## Exercise
Convert the rows below into a Markdown table with the columns Number and Row line. Start at the line that contains "of the bald" and continue through the end of the rows, leaving out blank lines and numbering each included line in order.

## Data extract

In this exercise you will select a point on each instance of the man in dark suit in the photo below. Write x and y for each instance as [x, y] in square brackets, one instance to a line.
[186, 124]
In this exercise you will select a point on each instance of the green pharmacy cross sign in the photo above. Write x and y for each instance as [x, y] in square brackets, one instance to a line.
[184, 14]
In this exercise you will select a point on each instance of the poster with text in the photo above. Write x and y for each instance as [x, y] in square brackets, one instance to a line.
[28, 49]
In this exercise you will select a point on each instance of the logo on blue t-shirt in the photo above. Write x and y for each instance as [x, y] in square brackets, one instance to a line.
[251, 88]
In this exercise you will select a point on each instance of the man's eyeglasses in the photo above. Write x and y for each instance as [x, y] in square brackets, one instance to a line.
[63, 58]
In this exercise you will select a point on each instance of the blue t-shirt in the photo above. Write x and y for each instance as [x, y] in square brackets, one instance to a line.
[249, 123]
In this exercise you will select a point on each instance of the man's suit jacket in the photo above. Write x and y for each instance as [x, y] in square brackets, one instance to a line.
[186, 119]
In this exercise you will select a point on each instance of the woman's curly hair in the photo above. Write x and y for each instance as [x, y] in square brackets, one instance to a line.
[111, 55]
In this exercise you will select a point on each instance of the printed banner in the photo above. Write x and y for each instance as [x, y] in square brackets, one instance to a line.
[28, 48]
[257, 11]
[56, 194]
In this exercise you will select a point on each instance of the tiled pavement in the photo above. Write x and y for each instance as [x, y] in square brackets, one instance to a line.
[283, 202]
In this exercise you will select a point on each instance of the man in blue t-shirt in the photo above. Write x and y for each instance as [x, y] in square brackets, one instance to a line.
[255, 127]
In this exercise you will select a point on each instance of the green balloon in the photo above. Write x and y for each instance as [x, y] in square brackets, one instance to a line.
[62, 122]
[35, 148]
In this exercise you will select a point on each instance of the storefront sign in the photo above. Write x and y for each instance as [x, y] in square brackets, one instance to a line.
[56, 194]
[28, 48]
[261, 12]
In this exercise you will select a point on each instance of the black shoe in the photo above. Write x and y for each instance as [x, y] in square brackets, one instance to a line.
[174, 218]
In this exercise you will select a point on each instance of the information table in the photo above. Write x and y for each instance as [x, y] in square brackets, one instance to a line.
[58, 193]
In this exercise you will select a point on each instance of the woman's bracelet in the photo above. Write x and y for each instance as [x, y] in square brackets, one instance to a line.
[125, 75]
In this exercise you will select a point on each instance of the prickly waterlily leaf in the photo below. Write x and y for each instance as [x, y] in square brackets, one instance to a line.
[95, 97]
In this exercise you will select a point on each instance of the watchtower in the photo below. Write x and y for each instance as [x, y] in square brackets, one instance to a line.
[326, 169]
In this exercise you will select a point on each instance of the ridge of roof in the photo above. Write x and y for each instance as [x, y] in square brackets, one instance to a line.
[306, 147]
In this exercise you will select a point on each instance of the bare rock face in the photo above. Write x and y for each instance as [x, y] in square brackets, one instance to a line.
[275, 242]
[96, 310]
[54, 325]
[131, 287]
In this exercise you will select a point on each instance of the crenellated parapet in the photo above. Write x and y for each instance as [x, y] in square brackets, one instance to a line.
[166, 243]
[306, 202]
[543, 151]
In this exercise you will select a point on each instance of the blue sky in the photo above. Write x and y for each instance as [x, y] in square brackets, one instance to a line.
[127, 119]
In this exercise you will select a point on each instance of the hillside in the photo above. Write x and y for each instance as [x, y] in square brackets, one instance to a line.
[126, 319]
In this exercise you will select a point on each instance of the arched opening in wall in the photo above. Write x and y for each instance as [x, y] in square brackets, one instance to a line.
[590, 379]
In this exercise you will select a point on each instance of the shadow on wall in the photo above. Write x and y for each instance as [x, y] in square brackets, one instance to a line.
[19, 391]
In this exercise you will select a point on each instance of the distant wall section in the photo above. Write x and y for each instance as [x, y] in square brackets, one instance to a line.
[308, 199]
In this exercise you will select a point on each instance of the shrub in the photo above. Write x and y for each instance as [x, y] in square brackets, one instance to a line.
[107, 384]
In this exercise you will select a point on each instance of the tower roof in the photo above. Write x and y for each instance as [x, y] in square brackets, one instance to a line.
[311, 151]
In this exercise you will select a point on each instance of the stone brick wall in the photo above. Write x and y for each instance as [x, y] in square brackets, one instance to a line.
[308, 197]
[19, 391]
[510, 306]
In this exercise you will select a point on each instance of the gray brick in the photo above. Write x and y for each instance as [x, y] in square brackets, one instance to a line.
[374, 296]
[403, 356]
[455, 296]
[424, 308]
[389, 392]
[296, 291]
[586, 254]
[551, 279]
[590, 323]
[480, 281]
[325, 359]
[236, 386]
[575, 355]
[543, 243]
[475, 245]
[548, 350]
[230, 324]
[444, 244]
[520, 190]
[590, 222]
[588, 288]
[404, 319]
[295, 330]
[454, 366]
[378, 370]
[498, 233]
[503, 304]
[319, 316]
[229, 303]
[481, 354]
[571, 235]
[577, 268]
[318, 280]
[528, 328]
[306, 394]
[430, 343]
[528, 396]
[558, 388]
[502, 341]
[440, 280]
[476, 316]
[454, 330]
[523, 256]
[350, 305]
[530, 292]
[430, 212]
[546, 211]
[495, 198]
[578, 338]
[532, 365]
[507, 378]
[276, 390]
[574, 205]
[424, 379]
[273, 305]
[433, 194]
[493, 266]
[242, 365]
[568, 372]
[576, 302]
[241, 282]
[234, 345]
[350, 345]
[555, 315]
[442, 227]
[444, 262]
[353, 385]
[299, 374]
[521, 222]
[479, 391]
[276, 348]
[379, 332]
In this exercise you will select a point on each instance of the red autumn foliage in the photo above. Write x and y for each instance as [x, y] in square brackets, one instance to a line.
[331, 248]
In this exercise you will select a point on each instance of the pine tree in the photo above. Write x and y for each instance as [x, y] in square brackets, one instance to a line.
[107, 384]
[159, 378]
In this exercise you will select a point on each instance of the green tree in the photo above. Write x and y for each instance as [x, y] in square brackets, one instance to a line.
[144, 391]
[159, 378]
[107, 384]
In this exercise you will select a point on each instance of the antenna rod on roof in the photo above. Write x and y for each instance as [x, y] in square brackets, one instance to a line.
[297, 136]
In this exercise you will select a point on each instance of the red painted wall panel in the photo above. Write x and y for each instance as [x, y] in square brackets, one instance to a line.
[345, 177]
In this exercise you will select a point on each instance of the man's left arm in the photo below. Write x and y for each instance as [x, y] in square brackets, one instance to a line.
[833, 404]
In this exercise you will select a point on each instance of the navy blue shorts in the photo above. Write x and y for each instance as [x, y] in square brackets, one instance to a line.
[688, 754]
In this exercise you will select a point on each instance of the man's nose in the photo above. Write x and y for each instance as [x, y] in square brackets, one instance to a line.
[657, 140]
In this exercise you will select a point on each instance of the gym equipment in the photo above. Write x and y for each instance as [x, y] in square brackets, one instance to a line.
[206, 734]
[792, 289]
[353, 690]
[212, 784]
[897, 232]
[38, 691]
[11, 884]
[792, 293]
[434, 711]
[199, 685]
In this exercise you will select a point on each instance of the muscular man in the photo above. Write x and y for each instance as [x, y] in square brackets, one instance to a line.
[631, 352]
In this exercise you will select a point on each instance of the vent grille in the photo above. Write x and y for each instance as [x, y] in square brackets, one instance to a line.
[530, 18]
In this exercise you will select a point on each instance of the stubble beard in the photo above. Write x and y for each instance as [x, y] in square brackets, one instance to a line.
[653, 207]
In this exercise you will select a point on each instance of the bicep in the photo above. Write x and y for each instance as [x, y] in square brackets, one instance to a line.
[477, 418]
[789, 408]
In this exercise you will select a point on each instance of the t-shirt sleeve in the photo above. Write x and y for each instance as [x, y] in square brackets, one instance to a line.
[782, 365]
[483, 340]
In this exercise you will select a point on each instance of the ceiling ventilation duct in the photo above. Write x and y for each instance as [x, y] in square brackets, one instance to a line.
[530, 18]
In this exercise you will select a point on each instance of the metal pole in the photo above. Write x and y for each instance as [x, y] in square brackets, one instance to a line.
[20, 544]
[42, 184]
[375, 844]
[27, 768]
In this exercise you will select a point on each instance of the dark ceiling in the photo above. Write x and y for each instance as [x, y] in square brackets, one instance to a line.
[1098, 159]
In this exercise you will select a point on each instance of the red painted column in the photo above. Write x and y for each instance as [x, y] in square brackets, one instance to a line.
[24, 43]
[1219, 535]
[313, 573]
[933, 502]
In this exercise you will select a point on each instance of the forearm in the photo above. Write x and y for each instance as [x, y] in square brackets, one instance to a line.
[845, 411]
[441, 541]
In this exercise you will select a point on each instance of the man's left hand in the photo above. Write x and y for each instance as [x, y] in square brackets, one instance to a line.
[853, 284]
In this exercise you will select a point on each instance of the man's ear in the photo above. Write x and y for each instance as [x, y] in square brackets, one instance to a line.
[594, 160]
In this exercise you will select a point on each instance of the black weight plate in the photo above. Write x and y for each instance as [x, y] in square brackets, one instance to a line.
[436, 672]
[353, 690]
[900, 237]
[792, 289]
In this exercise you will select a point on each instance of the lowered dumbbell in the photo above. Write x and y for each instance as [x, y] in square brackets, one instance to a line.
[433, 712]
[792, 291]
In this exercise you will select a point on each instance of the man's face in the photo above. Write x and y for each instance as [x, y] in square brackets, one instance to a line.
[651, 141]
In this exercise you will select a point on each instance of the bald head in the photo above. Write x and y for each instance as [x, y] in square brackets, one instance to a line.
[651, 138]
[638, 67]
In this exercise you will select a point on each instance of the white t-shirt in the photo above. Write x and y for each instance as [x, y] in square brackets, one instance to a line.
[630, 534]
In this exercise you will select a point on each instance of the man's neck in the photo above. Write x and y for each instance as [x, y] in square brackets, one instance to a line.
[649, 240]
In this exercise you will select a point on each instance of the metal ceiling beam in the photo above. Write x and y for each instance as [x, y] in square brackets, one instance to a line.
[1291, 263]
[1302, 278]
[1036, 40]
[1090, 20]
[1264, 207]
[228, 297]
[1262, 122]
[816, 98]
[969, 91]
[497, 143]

## Worked solution
| Number | Row line |
|---|---|
| 1 | In this exercise you will select a point on each instance of the bald head in the photo above. Write x and y for each instance as [x, y] in square brackets, one instance to a line. |
| 2 | [651, 138] |
| 3 | [638, 67] |
| 4 | In this exercise you will select a point on each instance of the white t-shirt in the photo above. Write x and y for each instance as [x, y] in square brackets, one instance to a line. |
| 5 | [630, 534] |
| 6 | In this exercise you will select a point on each instance of the man's neck in the photo above. Write x and y for each instance as [x, y] in square brackets, one instance to a line. |
| 7 | [649, 240] |
| 8 | In this exercise you will select a point on each instance of the metal ceiling beam in the photo above. Write x and y for each instance as [x, y] in square brackets, one instance to a line. |
| 9 | [1291, 263] |
| 10 | [1302, 278] |
| 11 | [1036, 40] |
| 12 | [1090, 20] |
| 13 | [1264, 207] |
| 14 | [228, 297] |
| 15 | [1262, 122] |
| 16 | [816, 98] |
| 17 | [969, 91] |
| 18 | [497, 143] |